▶

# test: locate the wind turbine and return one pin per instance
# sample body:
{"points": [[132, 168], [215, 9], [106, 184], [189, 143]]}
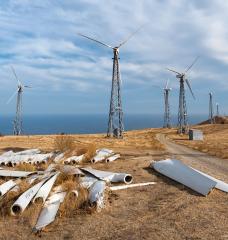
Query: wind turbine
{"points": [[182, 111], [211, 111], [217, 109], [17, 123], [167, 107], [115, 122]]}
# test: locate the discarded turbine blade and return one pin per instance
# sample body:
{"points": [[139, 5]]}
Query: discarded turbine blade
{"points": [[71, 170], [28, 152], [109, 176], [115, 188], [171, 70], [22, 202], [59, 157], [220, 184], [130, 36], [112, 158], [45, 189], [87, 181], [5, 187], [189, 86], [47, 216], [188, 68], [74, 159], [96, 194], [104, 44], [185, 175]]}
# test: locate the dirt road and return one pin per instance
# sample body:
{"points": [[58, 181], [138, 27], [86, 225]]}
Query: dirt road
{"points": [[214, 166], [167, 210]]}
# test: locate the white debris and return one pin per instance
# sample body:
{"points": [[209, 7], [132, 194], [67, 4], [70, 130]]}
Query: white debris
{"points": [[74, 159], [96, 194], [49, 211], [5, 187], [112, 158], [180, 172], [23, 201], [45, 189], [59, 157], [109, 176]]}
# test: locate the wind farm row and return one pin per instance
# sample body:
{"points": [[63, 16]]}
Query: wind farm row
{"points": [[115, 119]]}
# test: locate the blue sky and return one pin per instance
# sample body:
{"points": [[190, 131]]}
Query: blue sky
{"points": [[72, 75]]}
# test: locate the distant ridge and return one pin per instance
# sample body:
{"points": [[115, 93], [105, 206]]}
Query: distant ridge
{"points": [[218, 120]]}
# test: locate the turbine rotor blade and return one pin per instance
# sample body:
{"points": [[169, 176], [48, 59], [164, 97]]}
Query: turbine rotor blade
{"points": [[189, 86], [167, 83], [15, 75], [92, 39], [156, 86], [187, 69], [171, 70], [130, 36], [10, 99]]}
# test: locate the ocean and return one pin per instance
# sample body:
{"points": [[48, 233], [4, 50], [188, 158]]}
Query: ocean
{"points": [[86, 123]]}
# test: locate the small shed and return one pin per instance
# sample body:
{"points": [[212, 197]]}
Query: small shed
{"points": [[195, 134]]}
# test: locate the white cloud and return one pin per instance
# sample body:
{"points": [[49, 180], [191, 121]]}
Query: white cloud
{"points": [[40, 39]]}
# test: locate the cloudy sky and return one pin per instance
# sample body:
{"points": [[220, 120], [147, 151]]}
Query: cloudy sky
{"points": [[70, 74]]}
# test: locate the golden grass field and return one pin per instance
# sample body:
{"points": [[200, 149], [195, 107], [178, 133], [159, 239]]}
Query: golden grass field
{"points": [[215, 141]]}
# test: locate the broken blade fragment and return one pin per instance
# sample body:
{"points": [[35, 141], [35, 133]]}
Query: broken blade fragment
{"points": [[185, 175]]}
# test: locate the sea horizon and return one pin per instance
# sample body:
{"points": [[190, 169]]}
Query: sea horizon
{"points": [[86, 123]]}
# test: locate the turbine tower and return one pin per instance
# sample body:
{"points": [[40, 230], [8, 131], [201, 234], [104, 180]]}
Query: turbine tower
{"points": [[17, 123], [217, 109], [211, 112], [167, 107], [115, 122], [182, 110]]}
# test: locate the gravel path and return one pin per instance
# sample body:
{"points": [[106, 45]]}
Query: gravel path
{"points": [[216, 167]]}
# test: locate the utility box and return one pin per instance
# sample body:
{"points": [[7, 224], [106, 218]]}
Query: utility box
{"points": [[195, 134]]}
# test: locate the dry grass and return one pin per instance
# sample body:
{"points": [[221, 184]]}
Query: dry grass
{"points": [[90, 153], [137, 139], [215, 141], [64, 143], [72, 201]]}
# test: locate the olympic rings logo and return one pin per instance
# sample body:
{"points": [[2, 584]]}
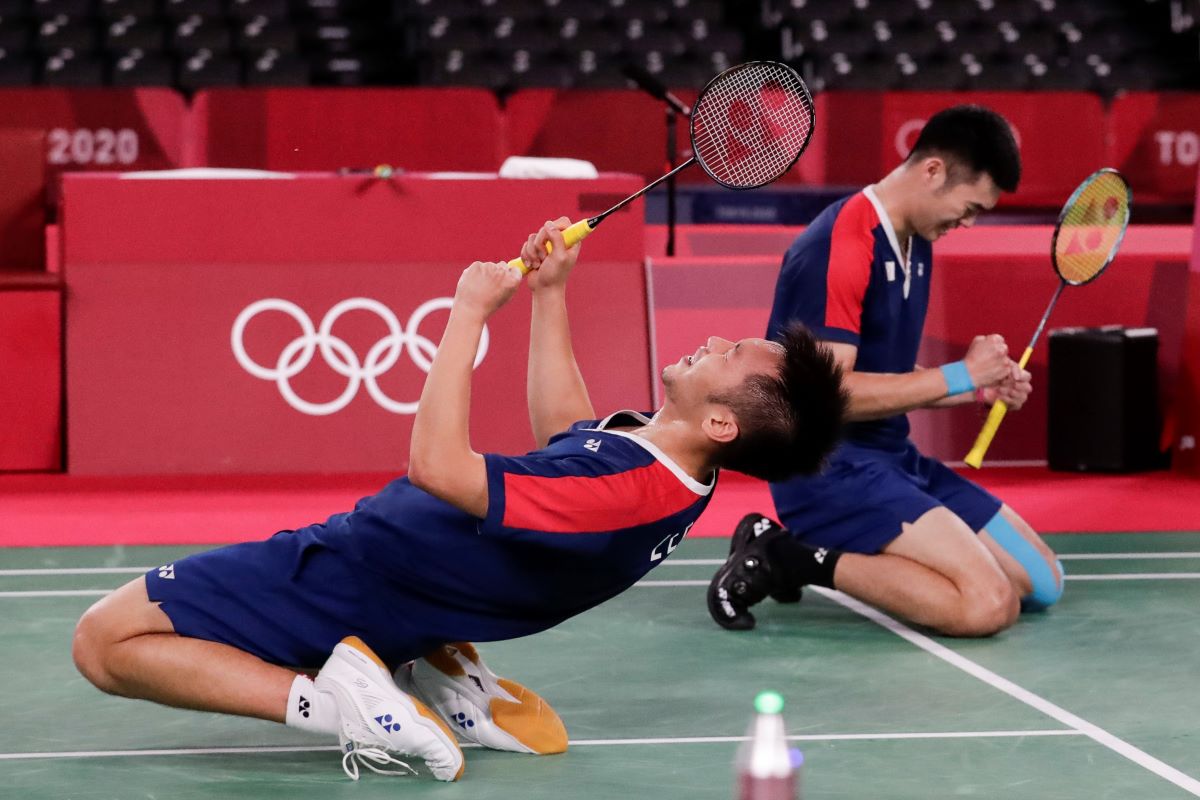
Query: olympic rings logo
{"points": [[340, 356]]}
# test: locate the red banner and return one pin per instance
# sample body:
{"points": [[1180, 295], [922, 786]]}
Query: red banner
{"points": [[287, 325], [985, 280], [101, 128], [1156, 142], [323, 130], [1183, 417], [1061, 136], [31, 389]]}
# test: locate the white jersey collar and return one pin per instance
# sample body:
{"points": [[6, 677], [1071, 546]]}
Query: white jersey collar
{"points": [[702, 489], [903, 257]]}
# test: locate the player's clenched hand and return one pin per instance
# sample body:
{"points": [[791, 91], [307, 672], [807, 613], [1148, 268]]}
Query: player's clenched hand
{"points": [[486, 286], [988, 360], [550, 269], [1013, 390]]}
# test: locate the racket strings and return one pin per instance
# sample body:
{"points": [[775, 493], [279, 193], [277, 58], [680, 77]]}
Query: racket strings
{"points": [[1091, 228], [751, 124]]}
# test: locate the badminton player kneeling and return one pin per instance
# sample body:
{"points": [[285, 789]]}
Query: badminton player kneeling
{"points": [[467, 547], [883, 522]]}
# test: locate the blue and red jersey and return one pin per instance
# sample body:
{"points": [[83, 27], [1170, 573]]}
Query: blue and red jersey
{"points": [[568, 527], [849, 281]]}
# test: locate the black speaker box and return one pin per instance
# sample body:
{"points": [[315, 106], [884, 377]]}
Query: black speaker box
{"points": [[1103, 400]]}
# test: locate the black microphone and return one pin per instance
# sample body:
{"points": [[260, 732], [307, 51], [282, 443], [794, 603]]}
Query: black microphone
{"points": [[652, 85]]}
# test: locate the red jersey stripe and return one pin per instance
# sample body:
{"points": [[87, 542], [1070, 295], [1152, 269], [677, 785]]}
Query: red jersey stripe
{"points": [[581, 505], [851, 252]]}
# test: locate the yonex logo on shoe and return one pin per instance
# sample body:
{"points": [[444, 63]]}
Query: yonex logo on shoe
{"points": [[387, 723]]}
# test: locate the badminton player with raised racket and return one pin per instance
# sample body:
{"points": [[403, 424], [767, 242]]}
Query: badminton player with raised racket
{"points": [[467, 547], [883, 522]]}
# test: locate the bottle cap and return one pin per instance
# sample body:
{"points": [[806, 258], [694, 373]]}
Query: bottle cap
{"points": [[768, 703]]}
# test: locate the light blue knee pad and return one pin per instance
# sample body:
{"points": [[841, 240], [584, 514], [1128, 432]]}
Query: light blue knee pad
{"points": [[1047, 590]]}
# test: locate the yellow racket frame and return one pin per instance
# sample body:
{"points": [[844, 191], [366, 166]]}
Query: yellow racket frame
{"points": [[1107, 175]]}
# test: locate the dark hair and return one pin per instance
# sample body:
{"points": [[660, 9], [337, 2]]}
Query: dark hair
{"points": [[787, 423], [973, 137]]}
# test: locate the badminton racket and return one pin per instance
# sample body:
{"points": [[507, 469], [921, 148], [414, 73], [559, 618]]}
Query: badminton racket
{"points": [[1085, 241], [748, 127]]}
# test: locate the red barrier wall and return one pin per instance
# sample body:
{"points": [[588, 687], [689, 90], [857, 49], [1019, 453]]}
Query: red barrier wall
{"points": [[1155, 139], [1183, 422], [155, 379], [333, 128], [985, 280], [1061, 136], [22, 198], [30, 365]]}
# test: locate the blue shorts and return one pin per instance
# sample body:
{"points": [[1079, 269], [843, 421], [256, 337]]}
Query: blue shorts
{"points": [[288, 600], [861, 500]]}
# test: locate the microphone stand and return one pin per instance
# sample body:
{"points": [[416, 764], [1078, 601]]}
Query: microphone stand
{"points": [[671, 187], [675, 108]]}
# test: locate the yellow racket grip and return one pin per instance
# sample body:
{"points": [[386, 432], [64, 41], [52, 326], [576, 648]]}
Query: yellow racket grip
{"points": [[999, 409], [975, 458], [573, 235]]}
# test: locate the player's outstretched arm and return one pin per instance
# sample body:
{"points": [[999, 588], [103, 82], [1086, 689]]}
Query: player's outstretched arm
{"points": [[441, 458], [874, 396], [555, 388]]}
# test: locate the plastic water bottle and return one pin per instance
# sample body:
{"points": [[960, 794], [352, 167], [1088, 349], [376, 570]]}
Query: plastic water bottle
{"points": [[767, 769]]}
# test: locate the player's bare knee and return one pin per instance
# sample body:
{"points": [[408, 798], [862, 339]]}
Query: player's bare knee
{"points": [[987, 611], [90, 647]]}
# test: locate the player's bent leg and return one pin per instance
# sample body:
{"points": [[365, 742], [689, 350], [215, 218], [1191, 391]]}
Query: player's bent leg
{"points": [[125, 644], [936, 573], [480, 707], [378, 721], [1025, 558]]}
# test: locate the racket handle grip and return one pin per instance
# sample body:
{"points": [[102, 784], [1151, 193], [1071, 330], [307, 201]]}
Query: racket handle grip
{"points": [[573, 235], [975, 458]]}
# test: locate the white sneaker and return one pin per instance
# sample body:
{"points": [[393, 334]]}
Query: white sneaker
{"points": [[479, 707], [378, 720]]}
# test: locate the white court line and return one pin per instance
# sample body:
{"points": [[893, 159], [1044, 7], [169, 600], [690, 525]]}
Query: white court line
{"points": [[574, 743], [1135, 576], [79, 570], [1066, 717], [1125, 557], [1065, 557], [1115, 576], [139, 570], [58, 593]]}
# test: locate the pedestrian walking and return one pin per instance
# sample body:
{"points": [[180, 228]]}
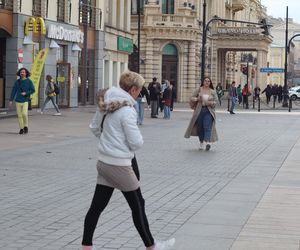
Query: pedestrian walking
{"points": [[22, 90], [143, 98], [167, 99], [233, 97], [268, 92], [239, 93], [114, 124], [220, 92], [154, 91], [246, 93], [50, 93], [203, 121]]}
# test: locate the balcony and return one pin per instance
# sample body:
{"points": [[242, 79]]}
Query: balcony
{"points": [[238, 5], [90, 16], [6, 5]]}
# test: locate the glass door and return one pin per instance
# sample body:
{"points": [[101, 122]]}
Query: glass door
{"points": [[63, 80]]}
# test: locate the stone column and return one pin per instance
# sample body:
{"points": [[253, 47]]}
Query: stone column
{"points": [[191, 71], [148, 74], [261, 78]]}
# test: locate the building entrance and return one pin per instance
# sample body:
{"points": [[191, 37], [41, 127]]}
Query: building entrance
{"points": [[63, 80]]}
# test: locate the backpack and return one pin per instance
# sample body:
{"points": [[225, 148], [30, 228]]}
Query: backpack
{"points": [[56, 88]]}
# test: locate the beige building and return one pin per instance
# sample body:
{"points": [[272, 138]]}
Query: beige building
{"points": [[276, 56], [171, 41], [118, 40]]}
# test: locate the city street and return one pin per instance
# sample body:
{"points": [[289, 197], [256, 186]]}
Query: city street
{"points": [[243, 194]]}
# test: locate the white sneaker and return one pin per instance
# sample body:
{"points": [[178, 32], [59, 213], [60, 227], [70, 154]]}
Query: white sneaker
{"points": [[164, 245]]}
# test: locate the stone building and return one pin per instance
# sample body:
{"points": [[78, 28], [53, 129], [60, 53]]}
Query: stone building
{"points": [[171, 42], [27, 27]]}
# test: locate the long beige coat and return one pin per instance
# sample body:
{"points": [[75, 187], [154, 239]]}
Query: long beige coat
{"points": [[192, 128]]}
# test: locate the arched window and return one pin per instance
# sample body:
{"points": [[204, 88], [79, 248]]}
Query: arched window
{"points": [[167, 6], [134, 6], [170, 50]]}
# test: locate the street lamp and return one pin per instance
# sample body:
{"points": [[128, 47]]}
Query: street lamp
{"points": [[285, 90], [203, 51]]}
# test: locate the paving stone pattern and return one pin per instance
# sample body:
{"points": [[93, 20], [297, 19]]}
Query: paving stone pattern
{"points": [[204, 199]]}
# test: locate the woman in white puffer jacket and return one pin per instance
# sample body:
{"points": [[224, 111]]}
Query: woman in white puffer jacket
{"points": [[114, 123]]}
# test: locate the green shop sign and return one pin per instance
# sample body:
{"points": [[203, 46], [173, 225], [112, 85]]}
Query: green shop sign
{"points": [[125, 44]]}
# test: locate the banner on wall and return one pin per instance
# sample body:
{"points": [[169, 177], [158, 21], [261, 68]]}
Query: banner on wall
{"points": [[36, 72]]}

◀

* **Requirements**: The lines to quote run from the one containing "# test: locate the paving" through the final line of the material above; please give them exactly, both ends included, and nothing else.

* **Expected answer**:
# test: locate the paving stone pattern and return one pin per instance
# sample body:
{"points": [[93, 20], [297, 19]]}
Query: paving stone pattern
{"points": [[204, 199]]}
# test: locate the woman in white puffer jacket and return one pin per instance
# sample body:
{"points": [[224, 111]]}
Query: woman in white puffer jacket
{"points": [[114, 123]]}
# test: locate the green shop sign and return one pin per instance
# sample body:
{"points": [[203, 46], [173, 225], [112, 85]]}
Query: green shop sign
{"points": [[125, 44]]}
# test: locate the banner on wall and return one pin per instance
# sample body:
{"points": [[169, 177], [158, 21], [261, 68]]}
Query: banner on wall
{"points": [[36, 72]]}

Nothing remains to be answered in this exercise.